**WRITTEN TASK:**
Please print exactly the lines running from the one that contains "In this exercise you will mark every instance of the crowd" to the end of the data, with both lines included.

**RECORDS PROVIDED:**
----
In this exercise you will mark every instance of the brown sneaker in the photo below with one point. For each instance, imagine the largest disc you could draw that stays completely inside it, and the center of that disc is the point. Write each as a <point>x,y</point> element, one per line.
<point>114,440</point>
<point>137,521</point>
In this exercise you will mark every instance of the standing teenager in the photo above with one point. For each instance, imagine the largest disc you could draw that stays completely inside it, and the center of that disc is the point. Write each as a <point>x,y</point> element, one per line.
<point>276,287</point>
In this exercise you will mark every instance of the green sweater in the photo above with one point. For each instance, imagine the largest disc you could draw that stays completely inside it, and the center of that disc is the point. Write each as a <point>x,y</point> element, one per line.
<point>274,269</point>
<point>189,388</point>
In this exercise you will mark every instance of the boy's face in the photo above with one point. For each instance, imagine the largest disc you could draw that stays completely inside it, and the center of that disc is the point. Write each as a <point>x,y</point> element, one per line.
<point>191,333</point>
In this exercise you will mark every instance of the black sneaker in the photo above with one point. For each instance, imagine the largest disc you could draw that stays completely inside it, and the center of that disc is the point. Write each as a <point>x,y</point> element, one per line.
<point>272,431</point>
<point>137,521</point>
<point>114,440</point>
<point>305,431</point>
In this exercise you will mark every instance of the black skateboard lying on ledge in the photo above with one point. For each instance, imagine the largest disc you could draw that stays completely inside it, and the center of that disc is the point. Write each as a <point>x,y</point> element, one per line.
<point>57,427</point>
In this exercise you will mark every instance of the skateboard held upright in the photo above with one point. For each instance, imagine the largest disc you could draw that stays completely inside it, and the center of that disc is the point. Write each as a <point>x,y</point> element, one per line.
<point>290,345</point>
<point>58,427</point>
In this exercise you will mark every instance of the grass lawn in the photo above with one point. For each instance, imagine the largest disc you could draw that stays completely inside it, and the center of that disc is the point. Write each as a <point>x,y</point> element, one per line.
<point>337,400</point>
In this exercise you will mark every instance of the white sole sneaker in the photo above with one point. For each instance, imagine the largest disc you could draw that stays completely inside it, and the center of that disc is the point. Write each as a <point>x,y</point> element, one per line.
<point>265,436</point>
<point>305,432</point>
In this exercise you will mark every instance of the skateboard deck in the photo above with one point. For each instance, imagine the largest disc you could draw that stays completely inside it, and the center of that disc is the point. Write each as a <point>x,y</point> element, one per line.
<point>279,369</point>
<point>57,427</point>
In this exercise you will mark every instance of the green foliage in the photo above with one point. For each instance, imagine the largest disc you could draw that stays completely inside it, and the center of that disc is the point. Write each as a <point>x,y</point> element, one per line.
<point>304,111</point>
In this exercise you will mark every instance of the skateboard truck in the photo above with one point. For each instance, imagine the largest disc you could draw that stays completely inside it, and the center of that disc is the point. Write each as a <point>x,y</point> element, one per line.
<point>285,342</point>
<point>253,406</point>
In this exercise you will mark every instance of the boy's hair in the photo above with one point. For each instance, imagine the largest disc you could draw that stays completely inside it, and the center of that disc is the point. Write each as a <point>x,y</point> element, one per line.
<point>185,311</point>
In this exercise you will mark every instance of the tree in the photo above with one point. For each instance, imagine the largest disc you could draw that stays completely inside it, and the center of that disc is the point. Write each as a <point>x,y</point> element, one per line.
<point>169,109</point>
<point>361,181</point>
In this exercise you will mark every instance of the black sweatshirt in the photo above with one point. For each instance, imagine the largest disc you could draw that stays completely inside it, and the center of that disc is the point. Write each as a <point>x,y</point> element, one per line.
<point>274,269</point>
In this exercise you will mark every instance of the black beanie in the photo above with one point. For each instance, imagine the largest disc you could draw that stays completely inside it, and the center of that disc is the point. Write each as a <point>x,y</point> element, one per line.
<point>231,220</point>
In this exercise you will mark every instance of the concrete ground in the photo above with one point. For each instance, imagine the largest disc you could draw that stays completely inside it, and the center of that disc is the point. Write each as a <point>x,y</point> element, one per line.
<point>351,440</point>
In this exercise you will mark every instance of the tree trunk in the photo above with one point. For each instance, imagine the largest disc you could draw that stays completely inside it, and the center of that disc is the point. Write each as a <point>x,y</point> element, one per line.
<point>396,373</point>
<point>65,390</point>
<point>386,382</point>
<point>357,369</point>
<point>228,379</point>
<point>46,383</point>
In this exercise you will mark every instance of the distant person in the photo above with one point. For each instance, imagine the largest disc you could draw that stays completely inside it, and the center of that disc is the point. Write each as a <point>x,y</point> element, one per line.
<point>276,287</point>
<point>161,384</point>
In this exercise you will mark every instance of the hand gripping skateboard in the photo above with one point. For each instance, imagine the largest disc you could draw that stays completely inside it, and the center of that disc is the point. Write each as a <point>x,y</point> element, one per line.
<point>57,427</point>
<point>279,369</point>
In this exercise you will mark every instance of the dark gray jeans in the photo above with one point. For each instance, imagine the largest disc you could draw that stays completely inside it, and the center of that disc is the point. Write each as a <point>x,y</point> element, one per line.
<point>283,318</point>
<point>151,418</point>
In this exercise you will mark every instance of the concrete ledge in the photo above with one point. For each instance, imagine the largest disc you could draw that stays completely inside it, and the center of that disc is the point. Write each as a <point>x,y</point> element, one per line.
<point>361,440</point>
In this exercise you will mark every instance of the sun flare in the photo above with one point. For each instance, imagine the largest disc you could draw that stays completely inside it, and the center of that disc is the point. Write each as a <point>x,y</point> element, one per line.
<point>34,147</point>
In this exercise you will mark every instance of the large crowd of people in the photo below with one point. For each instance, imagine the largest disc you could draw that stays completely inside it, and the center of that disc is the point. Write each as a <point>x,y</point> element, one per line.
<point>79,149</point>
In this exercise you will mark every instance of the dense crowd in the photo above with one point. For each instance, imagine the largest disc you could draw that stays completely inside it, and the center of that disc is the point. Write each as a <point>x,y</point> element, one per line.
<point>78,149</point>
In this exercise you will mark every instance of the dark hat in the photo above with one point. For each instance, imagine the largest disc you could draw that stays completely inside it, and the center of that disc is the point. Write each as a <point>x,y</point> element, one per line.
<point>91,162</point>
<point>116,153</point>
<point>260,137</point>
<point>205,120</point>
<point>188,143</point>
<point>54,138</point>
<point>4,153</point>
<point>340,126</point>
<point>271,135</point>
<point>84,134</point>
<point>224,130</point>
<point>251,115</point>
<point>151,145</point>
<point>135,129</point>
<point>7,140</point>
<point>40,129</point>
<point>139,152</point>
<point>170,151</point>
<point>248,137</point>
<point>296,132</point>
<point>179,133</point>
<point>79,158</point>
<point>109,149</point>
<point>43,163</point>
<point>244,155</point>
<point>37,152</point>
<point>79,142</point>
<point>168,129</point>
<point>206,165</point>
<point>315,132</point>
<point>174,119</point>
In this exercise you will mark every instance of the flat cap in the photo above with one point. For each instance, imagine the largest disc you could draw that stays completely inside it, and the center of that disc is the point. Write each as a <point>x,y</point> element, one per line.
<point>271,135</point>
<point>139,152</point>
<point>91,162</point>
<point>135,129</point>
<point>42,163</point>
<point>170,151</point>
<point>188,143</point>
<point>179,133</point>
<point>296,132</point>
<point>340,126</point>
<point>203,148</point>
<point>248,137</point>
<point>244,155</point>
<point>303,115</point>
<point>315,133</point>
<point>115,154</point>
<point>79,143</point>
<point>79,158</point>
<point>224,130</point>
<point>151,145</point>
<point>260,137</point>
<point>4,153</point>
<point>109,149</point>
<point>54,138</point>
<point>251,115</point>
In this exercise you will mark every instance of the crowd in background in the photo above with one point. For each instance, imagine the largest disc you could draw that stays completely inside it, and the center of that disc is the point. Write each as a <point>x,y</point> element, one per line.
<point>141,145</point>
----
**EXPECTED OUTPUT:**
In this exercise you will mark every instance of the crowd in background in the photo above with one point. For each instance, imagine the largest disc you could draw that stays completely inside it, and the center of that disc is the point. Write each as a <point>x,y</point> element, one per line.
<point>141,145</point>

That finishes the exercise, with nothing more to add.